◆ WHAT TO WORK ON: Reproduce each line of the material precisely.

Records
# # # # #

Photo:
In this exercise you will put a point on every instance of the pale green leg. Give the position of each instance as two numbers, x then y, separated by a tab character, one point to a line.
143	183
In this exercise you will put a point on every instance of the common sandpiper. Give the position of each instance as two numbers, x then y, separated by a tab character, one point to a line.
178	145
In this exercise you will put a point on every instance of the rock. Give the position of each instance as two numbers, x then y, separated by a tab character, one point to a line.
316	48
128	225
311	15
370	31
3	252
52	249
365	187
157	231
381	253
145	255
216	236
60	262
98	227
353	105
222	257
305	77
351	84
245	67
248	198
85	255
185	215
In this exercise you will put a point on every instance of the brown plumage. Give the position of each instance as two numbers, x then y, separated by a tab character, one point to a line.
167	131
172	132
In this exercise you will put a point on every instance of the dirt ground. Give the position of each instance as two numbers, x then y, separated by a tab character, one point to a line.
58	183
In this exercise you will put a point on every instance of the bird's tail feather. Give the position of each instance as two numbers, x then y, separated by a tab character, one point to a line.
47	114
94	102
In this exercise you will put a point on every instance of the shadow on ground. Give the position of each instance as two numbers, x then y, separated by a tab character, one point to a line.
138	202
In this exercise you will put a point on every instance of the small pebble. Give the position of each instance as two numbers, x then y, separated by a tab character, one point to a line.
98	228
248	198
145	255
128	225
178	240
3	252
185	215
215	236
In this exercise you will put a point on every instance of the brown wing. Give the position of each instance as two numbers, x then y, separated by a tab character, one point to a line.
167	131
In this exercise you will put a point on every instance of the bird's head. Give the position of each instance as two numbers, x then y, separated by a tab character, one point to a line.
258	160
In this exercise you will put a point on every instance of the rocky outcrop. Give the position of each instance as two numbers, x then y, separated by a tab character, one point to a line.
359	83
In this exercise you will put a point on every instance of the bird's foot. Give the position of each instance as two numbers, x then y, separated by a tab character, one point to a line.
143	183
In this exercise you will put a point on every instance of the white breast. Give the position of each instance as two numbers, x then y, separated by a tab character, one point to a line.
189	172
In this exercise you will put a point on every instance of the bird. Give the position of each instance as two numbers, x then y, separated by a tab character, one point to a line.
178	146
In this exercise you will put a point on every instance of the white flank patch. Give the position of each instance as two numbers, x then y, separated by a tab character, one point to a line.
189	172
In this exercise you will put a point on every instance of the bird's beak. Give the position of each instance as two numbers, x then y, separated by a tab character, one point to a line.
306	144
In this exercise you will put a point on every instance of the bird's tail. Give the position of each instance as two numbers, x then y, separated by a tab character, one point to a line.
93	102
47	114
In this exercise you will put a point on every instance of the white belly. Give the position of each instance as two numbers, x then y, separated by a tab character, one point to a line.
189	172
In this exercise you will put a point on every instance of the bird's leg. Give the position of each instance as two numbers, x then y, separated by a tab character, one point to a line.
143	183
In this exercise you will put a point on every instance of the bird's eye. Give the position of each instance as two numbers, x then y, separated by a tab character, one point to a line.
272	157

# # # # #

◆ WRITTEN SOLUTION:
Photo:
In this exercise you will put a point on every instance of the pale green leg. Give the position of each instance as two numbers, x then y, separated by a tab character, one point to a line.
143	183
In this exercise you will put a point on every instance of the common sandpiper. Give the position of each instance as two numbers, x then y, separated by a tab character, one point to a line.
178	145
In this exercise you will put a point on every instance of the rock. Give the position of each instance as two numbers, x then y, separated by a tab character, one point to a line.
316	48
128	225
311	15
370	31
3	252
52	249
365	187
157	231
381	253
145	255
216	236
60	262
98	227
353	105
222	257
305	77
351	84
245	67
248	198
85	255
185	215
In this exercise you will put a point on every instance of the brown plumage. Give the position of each instance as two numbers, x then y, separated by a tab character, one point to a line.
167	131
172	132
In this exercise you will put a point on every instance of the dirt ground. Give the position of each instance as two numbers, x then y, separated by a tab character, one point to a line.
58	183
In this exercise you will put a point on every instance of the bird's tail feather. Give the position of each instance as two numbers, x then y, separated by a tab character, one point to a line.
47	114
94	102
In this exercise you will put a point on every instance of the shadow on ground. Give the position of each instance as two numbers, x then y, separated by a tab character, one point to a line.
138	202
In this exercise you will put a point on every instance of the small pebble. Give the position of each instance as two numbers, x then y, separated by a tab character, one point to a line.
98	228
248	198
145	255
128	225
178	240
3	252
185	215
215	236
In this exercise you will put a point on every instance of the brown wing. Give the position of each instance as two numbers, x then y, separated by a tab character, one point to a line.
167	131
In this exercise you will put a point on every instance of the bird's head. Give the position of each instance as two numbers, x then y, separated by a tab character, one point to a line.
258	160
In this exercise you will put a point on every instance of the rocky outcrop. Give the position of each instance as two numbers, x then y, separated by a tab character, one point to a line.
359	83
In this exercise you will put a point on every instance of the bird's foot. Give the position of each instance as two numbers, x then y, separated by a tab character, one point to a line.
143	183
In this exercise you will put a point on every instance of the white breast. Give the position of each instance as two numbers, x then y, separated by a tab character, one point to a line.
189	172
In this exercise you will put a point on every instance of the bird. Give the position of each instance as two numbers, x then y, separated by a tab character, one point to a line.
178	146
In this exercise you will put a point on every instance of the white flank patch. Give the position of each instance as two numbers, x then y, separated by a tab character, one point to a line.
189	172
In this exercise you will put a point on every instance of the bird's beak. Give the position of each instance as two numbers, x then y, separated by a tab character, one point to a line.
306	144
In this exercise you will put a point on every instance of the bird's tail. Give the position of each instance as two numbers, x then y, separated by a tab character, one point to a line.
93	102
47	114
In this exercise you will put a point on every instance of the white belly. Give the position of each instance as two numbers, x then y, separated by a tab character, one point to a line.
189	172
In this exercise you will put a point on every instance of the bird's leg. Give the position of each instance as two numbers, x then y, separated by a tab character, one point to a line.
143	183
In this exercise you will put a point on every instance of the bird's eye. Give the position of each instance as two numbers, x then y, separated by a tab character, one point to a line.
272	157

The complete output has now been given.